━━━ TEXT TO READ ━━━
22 January 2009

Why Some People Can't Be Taken Seriously

"Conservative" "economist" talking head Larry Kudlow, he of the gruff-voice, staccato non sequiturs (the financial Larry King, HELLO!) on CNBC wrote the following in December 2007:

Bush Boom Continues [Larry Kudlow]
There is no recession.
Despite all the doom and gloom from the economic pessimistas (me: I can't tell you how much I loathe the nonsensical practice, usually by conservatives, of adding "istas" as a suffix as a method of belittling or demeaning those with the temerity to disagree with them), the resilient U.S economy continues moving ahead—quarter after quarter, year after year—defying dire forecasts and delivering positive growth. In fact, we are about to enter the seventh consecutive year of the Bush boom.
The pessimistas are a persistent bunch. In 2006, they were certain a
recession was just around the corner. They were wrong. Instead, the
economy posted two consecutive quarters of near or above four-percent
Earlier today, a doom and gloom economic forecast from Macro Economic Advisors was released predicting zero percent growth in the fourth quarter. This report is off by at least two percentage points. These guys are going to wind up with egg on their faces.
Here are the facts: Americans are working. The 4.7 percent unemployment number remains at an historical low. On a three-month rolling basis, the U.S. economy has added over 100,000 jobs. Meanwhile, the household job count shows that an average of 303,000 jobs have been added in the last three months. This is noteworthy because it suggests that the job market is turning around.
Hours worked are growing more than 1-percent annually, while workers' wages are running 3.8 percent, a full percentage point ahead of inflation. As for this week's productivity report, it was nothing short of spectacular: the 6.3 percent productivity gain was the best in four years. A rise in productivity is good for growth. It's good for profits. And it's good for low inflation.
━━━ SUPPLIED INFORMATION ━━━
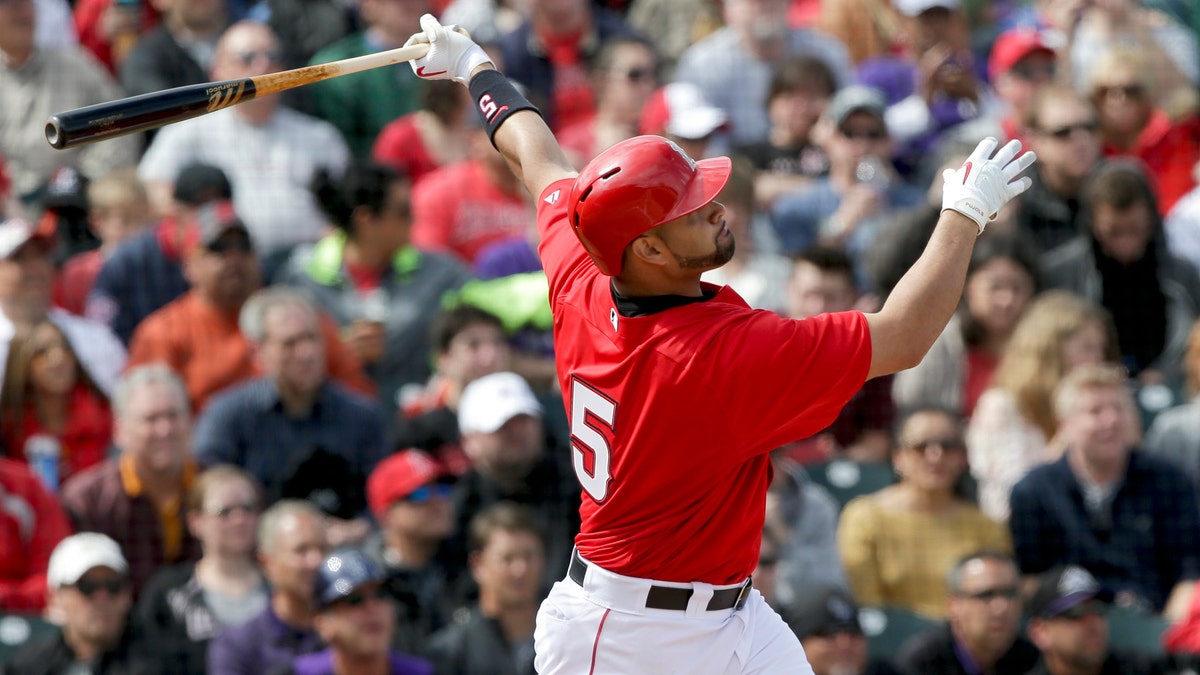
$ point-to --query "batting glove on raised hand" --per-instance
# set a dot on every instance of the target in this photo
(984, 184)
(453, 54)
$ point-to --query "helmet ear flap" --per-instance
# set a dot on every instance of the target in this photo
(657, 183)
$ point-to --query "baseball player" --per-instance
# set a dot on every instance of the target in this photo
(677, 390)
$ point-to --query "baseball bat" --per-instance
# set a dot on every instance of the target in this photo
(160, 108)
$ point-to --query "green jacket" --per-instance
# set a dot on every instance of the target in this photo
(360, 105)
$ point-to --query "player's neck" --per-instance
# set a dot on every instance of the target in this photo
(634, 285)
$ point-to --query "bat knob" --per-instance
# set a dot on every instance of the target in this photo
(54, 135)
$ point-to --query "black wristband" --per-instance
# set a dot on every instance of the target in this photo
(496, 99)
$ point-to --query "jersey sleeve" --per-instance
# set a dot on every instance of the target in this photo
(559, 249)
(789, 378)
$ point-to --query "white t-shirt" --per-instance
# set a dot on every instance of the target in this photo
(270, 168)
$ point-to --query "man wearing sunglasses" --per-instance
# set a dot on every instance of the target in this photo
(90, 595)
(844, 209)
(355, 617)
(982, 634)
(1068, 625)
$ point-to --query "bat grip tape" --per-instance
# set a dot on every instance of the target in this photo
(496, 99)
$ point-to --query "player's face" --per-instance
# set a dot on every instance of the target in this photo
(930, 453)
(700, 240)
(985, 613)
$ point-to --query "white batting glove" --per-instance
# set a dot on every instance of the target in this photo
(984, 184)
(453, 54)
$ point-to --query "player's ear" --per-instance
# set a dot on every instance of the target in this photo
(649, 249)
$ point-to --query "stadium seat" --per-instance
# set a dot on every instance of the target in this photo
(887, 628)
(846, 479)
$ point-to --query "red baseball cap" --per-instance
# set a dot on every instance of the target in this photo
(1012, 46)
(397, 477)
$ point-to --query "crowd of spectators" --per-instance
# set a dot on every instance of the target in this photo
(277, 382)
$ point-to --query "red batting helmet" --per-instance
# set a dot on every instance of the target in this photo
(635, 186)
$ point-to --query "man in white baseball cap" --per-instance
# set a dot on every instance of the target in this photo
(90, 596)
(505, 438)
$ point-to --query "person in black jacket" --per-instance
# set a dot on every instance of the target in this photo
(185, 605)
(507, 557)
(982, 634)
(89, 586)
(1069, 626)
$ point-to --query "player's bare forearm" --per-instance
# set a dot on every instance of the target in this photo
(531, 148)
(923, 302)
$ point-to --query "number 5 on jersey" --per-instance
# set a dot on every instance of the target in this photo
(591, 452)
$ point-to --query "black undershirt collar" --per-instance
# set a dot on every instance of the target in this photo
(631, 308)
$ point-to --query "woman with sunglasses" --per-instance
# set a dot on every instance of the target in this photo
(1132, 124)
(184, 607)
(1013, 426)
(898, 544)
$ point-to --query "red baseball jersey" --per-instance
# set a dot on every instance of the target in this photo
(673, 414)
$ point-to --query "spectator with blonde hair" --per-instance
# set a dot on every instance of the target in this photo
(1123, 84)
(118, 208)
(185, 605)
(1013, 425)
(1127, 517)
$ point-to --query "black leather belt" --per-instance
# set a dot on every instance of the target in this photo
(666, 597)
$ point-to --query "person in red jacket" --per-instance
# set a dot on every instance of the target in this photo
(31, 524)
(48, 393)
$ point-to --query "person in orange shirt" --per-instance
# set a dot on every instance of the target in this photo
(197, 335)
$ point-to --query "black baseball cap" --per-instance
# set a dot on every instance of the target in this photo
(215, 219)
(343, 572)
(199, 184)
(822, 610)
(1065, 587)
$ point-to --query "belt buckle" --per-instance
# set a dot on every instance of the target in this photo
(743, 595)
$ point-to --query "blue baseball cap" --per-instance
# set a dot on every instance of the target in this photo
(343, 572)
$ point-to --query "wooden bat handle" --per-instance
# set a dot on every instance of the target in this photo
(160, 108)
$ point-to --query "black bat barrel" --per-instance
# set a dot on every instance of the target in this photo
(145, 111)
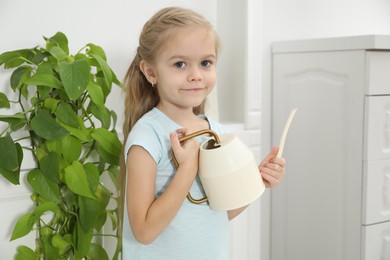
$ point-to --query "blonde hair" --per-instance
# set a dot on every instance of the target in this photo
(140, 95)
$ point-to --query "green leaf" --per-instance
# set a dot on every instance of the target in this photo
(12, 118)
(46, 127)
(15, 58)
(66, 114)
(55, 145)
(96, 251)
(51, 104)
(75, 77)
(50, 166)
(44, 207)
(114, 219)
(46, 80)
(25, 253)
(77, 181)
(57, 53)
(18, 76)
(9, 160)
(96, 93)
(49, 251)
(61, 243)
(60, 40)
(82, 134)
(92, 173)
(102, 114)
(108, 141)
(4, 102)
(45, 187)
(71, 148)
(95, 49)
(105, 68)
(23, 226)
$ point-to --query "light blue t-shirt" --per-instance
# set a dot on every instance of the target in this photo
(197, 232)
━━━
• STATED TASK: In the text on Larry Kudlow's December 2007 column, list every figure written with the word "percent" from "Here are the facts:" to the end, and say what each one measures.

• EXERCISE OUTPUT:
- 4.7 percent: the unemployment number
- More than 1 percent: the annual growth in hours worked
- 3.8 percent: the rate at which workers' wages are running
- 6.3 percent: the productivity gain in that week's productivity report